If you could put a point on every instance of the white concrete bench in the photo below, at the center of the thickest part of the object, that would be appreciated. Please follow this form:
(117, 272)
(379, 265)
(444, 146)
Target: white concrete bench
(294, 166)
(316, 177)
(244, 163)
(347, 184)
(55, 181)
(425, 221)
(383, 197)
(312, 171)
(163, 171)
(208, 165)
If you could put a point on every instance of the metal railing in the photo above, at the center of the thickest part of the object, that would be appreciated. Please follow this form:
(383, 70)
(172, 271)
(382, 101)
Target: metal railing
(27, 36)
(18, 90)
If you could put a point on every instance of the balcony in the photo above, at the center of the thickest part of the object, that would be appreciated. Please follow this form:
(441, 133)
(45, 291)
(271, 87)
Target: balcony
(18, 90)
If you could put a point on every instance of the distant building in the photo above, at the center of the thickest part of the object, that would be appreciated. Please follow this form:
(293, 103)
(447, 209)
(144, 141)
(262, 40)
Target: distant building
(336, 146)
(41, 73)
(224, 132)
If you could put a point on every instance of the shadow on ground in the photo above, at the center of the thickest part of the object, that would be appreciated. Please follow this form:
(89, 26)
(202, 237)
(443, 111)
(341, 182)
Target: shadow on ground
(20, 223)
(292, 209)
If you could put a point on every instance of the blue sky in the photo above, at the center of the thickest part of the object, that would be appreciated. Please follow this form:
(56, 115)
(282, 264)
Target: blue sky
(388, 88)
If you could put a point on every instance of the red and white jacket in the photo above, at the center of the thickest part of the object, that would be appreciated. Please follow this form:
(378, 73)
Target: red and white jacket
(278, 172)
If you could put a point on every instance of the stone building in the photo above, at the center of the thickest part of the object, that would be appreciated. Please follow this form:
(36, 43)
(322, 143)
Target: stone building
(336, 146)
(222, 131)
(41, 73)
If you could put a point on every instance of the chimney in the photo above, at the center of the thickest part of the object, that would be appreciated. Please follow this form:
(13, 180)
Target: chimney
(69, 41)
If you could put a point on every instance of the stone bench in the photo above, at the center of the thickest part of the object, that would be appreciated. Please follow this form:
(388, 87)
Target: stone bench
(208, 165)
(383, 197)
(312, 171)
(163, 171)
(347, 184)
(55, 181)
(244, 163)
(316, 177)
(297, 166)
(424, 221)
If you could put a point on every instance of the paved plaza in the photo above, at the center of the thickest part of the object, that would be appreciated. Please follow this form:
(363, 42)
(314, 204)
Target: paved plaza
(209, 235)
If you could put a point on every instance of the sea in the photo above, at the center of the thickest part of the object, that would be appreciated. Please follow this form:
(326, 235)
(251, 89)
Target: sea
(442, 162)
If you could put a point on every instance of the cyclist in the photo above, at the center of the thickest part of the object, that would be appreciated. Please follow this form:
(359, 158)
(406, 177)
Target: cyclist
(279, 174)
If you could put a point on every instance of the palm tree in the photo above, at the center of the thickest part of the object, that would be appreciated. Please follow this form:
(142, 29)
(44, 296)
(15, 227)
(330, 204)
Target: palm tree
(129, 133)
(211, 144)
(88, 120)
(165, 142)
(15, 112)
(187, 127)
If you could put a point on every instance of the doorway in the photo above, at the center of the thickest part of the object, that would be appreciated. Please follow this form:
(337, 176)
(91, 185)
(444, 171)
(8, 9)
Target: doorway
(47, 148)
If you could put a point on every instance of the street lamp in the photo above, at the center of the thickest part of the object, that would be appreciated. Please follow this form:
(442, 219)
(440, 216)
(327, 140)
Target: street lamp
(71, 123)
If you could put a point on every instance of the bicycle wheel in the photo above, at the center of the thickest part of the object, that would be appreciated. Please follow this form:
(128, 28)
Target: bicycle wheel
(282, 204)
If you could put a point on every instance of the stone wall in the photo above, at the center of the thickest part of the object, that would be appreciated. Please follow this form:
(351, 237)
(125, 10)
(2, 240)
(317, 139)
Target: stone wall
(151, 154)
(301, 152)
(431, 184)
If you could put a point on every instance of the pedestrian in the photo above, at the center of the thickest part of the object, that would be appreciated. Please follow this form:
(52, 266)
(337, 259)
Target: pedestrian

━━━━━━━━━━━━━━━━━━━━━━━━━━━━━━

To do
Copy each line of the entries that includes the word "pedestrian".

Response box
If you could put a point on every instance of the pedestrian in the photo above, at the center of the thickest part of the object, that would be appreciated. Please follow this form:
Target: pedestrian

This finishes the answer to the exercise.